START DATA FOR THE TASK

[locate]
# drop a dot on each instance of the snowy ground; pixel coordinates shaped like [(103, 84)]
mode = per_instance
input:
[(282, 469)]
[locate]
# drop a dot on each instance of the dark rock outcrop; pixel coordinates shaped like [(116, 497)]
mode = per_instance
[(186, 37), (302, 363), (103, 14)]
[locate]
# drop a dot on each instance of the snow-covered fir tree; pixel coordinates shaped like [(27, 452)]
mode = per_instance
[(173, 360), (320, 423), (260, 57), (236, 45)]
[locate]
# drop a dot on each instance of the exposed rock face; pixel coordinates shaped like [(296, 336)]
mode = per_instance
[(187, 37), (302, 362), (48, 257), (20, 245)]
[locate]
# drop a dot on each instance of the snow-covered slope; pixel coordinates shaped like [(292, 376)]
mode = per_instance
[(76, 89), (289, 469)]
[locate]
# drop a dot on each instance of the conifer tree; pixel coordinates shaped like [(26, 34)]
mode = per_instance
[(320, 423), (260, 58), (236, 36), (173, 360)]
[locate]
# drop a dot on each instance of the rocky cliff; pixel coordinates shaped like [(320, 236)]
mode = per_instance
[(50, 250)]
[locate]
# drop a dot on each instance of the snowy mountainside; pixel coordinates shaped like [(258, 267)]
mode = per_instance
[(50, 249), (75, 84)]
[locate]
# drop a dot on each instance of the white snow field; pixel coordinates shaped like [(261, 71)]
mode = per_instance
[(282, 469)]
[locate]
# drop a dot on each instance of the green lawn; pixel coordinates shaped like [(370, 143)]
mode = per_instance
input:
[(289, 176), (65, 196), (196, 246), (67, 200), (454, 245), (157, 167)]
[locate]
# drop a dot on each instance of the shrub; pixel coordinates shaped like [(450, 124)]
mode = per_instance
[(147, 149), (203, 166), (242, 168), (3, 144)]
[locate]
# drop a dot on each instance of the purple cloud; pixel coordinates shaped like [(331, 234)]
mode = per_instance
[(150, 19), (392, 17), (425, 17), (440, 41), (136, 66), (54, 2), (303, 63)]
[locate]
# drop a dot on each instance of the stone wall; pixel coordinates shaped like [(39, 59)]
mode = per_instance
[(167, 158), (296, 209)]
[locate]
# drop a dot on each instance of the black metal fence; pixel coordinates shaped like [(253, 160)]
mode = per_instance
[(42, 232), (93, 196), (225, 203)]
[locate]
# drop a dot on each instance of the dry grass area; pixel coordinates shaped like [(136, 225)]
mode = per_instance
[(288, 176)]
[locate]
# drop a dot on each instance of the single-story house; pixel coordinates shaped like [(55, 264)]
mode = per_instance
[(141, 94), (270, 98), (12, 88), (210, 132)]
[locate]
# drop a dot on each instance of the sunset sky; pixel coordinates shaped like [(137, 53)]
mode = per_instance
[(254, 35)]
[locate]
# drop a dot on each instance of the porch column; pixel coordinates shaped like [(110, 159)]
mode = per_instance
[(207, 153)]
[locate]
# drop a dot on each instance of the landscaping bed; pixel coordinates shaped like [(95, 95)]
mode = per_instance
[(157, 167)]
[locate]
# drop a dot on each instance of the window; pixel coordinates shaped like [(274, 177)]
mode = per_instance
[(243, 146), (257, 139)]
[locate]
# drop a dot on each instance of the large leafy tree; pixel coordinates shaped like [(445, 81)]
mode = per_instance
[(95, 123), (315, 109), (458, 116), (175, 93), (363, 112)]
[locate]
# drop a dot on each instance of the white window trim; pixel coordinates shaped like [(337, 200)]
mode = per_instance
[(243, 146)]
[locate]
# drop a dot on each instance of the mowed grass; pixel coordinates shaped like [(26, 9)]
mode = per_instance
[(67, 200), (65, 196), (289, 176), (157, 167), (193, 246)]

END DATA FOR THE TASK

▸ **BRIEF**: Copy out, without any change, the part of the material that runs from its first line through the line containing "[(173, 360), (320, 423), (260, 57), (236, 45)]", including both of those lines.

▸ **RIGHT ANSWER**:
[locate]
# drop a dot on each instance of the snowy ground; pixel coordinates shaped like [(103, 84)]
mode = per_instance
input:
[(282, 469)]
[locate]
# drop a dot on each instance of the dark rock outcrop; pixel coordinates shaped like [(116, 497)]
mode = per_instance
[(186, 37), (302, 363), (103, 14)]
[locate]
# drop a dot on each instance of the snow-covered fir tree; pixel coordinates shaped like [(27, 452)]
mode = per_instance
[(173, 360), (320, 423), (260, 57), (236, 45)]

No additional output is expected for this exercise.